### Task requirements
Reproduce every line of the material below verbatim, omitting the pictures.

· · ·

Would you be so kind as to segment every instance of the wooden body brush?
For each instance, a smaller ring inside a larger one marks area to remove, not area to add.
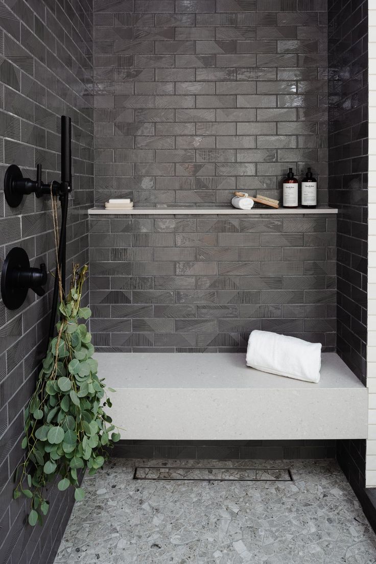
[[[246,196],[244,192],[234,192],[234,194],[235,196],[238,196],[240,198]],[[263,204],[264,205],[269,206],[270,208],[275,208],[278,209],[280,207],[280,202],[278,200],[273,200],[272,198],[268,198],[266,196],[260,196],[258,194],[254,198],[251,196],[249,196],[248,197],[253,200],[254,202],[256,202],[257,204]]]

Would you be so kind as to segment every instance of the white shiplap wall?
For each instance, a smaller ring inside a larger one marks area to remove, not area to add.
[[[368,440],[366,486],[376,487],[376,3],[369,10],[369,165],[368,181]]]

· · ·

### Exercise output
Would you be so kind as to segment every instance of the wooden body brush?
For each instance, a smaller ring inside a larger one marks area to remove, not area to add.
[[[246,196],[244,192],[234,192],[234,194],[235,196],[238,196],[240,198]],[[263,204],[264,205],[269,206],[270,208],[275,208],[278,209],[280,207],[280,202],[278,200],[273,200],[272,198],[268,198],[266,196],[260,196],[258,194],[254,198],[251,196],[249,196],[248,197],[253,200],[254,202],[256,202],[257,204]]]

Would you be so kind as to segment every instance of the white shiplap wall?
For each instance, a smaller ring inside a larger one marks area to remove, not area to add.
[[[368,440],[366,486],[376,487],[376,3],[369,10],[369,165],[368,181]]]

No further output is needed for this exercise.